Background information
- Origin: London, England
- Genres: Post-punk; indie pop; neo-psychedelia;
- Years active: 1977–1998; 2004–present;
- Labels: Little Teddy Recordings; Domino Recording Company; Rocket Girl; Rough Trade; Fire Records (UK); Whaam! Records;
- Members: Dan Treacy; Mike Stone; Jeff Bloom; Dave Musker; Lee McFadden;
- Past members: 'Slaughter Joe' Foster; Ed Ball; Jowe Head; John Bennett; Gerard Bennett; Texas Bob Juarez; Mark 'Empire' Sheppard; Bernard Fox; Arnau Obiols; Mark Flunder; Kevin Mann; Victoria Yeulet; Mathew Sawyer; Graeme Wilson;
- Website: Homepage

= Television Personalities =

English post-punk band

Television Personalities are an English post-punk band formed in 1977 in London by front man and singer-songwriter Dan Treacy. Their varied career also encompasses neo-psychedelia and indie pop; the only constant being Treacy's songwriting, with the band being best known for their early single "Part Time Punks", a favourite of John Peel. Present and former members include Chelsea childhood friends 'Slaughter Joe' Joe Foster, one-time best friend Ed Ball and Jowe Head (ex-Swell Maps), with Jeffrey Bloom from 1983 to 1994. Treacy, Head and Bloom formed the longest unchanged line-up.

- **PROMPT A**: In the text about Television Personalities, which early single is the band best known for?
- **PROMPT B**: Copy the Television Personalities text from "Television Personalities are" to "longest unchanged line-up.".

- **SOURCE DATA**:
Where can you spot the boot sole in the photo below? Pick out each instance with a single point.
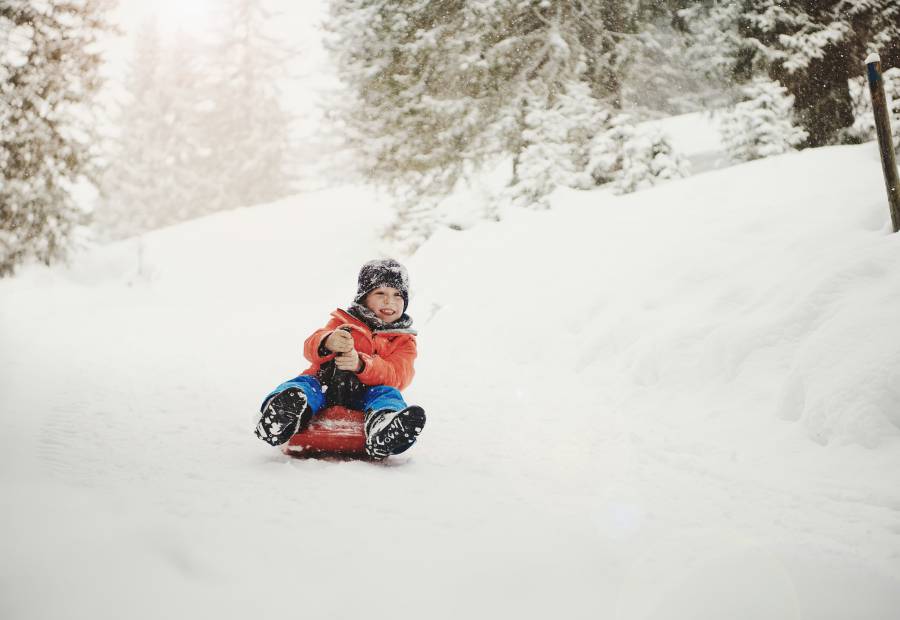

- **ANSWER SPACE A**: "Part Time Punks"

- **ANSWER SPACE B**:
Television Personalities are an English post-punk band formed in 1977 in London by front man and singer-songwriter Dan Treacy. Their varied career also encompasses neo-psychedelia and indie pop; the only constant being Treacy's songwriting, with the band being best known for their early single "Part Time Punks", a favourite of John Peel. Present and former members include Chelsea childhood friends 'Slaughter Joe' Joe Foster, one-time best friend Ed Ball and Jowe Head (ex-Swell Maps), with Jeffrey Bloom from 1983 to 1994. Treacy, Head and Bloom formed the longest unchanged line-up.